FVG § 21 Abs. 2 und Abs. 3
AO § 3 Abs. 2, § 30 Abs. 4 Nr. 1, § 200 Abs. 1 Satz 2
BFH-Urteil vom 20.10.2022, III R 25/21 (veröffentlicht am 6.4.2023)
Vorinstanz: FG Düsseldorf vom 23.6.2021, 7 K 656/18 AO (EFG 2021 S. 1964 = SIS 21 16 20)
I. Die Beteiligten streiten über die Teilnahme eines Gemeindebediensteten an einer u.a. die Gewerbesteuer umfassenden Außenprüfung.
Die Klägerin und Revisionsbeklagte (Klägerin) ist eine GmbH, deren Unternehmensgegenstand der Handel und Vertrieb von Erzeugnissen und Waren und alle damit im Zusammenhang stehenden Dienstleistungen und Tätigkeiten ist.
Mit Verfügung vom 09.08.2017 ordnete der Beklagte und Revisionskläger (Finanzamt ‑‑FA‑‑) eine steuerliche Außenprüfung bei der Klägerin für die Jahre 2013 bis 2015 u.a. für Körperschaftsteuer, Umsatzsteuer und Gewerbesteuer an. Nach einem entsprechenden Teilnahmeersuchen der Gemeinde, auf deren Gebiet die Klägerin ansässig ist, erging am 29.11.2017 eine geänderte Anordnung, in der es unter Bezug auf § 21 Abs. 3 des Finanzverwaltungsgesetzes (FVG) heißt: "In Ergänzung zur Prüfungsanordnung vom 09.08.2017 teile ich Ihnen mit, dass Herr ... als Bediensteter der Stadt ... für die Gewerbesteuer an der Prüfung teilnimmt."
Den dagegen gerichteten Einspruch wies das FA durch Einspruchsentscheidung vom 14.02.2018 als unbegründet zurück.

Datensatzzeilen =>
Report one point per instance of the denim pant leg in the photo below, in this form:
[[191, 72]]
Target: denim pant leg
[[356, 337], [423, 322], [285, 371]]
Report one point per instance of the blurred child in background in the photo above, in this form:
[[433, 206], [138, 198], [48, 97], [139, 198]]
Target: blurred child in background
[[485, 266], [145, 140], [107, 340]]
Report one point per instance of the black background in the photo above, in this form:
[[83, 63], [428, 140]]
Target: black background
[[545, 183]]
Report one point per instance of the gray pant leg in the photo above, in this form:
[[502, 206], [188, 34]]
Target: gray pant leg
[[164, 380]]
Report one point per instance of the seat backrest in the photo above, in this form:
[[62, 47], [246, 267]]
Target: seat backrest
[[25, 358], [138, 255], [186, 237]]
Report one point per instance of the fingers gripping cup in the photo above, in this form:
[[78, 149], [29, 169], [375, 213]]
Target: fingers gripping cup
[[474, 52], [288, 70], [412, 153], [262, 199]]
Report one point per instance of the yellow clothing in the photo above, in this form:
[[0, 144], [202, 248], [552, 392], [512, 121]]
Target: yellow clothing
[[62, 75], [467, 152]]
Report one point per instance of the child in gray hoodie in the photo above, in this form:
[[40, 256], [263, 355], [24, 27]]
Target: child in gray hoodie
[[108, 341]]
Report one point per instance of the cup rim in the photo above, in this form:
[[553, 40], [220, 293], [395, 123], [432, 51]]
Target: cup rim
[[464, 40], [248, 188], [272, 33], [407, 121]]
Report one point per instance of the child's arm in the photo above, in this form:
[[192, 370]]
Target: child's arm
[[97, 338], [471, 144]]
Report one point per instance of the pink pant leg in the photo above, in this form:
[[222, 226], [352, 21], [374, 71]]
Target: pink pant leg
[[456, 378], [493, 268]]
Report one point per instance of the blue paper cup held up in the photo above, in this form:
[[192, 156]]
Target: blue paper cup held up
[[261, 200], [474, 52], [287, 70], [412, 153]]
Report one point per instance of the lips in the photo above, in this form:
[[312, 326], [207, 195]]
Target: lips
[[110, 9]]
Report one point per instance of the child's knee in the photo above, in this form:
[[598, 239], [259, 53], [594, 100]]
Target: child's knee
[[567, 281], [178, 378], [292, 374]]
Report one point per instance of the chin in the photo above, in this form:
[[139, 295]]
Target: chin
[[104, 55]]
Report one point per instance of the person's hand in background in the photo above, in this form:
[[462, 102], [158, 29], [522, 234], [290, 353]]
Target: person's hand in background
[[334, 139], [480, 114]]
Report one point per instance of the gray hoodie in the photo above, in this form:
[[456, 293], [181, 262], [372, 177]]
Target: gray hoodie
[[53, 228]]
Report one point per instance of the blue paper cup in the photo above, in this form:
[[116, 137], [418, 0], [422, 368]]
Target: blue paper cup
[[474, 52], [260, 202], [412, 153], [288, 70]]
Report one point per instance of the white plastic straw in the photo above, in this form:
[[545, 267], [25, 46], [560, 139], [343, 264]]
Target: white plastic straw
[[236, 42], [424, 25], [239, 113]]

Aufgabenliste =>
- A) Für welche Jahre ordnete das Finanzamt laut dem Auszug die Außenprüfung bei der Klägerin an?
- B) Prüfe, ob die folgenden Aussagen mit dem Auszug übereinstimmen: (i) Die Klägerin ist eine GmbH. (ii) Der Bedienstete der Stadt sollte für die Umsatzsteuer an der Prüfung teilnehmen. (iii) Das Finanzamt gab dem Einspruch statt.
- C) Gib den Teil des Auszugs Wort für Wort wieder, der zwischen „Mit Verfügung vom“ und „als unbegründet zurück.“ liegt, beide Stellen eingeschlossen.
Die Zeilen stehen in keinem Zusammenhang mit dem Auszug.

Vollständige Antworten =>
- A) Für die Jahre 2013 bis 2015.

- B)
(i) Ja: „Die Klägerin und Revisionsbeklagte (Klägerin) ist eine GmbH“
(ii) Nein: „für die Gewerbesteuer an der Prüfung teilnimmt“
(iii) Nein: „Den dagegen gerichteten Einspruch wies das FA durch Einspruchsentscheidung vom 14.02.2018 als unbegründet zurück.“

- C)
Mit Verfügung vom 09.08.2017 ordnete der Beklagte und Revisionskläger (Finanzamt ‑‑FA‑‑) eine steuerliche Außenprüfung bei der Klägerin für die Jahre 2013 bis 2015 u.a. für Körperschaftsteuer, Umsatzsteuer und Gewerbesteuer an. Nach einem entsprechenden Teilnahmeersuchen der Gemeinde, auf deren Gebiet die Klägerin ansässig ist, erging am 29.11.2017 eine geänderte Anordnung, in der es unter Bezug auf § 21 Abs. 3 des Finanzverwaltungsgesetzes (FVG) heißt: "In Ergänzung zur Prüfungsanordnung vom 09.08.2017 teile ich Ihnen mit, dass Herr ... als Bediensteter der Stadt ... für die Gewerbesteuer an der Prüfung teilnimmt."
Den dagegen gerichteten Einspruch wies das FA durch Einspruchsentscheidung vom 14.02.2018 als unbegründet zurück.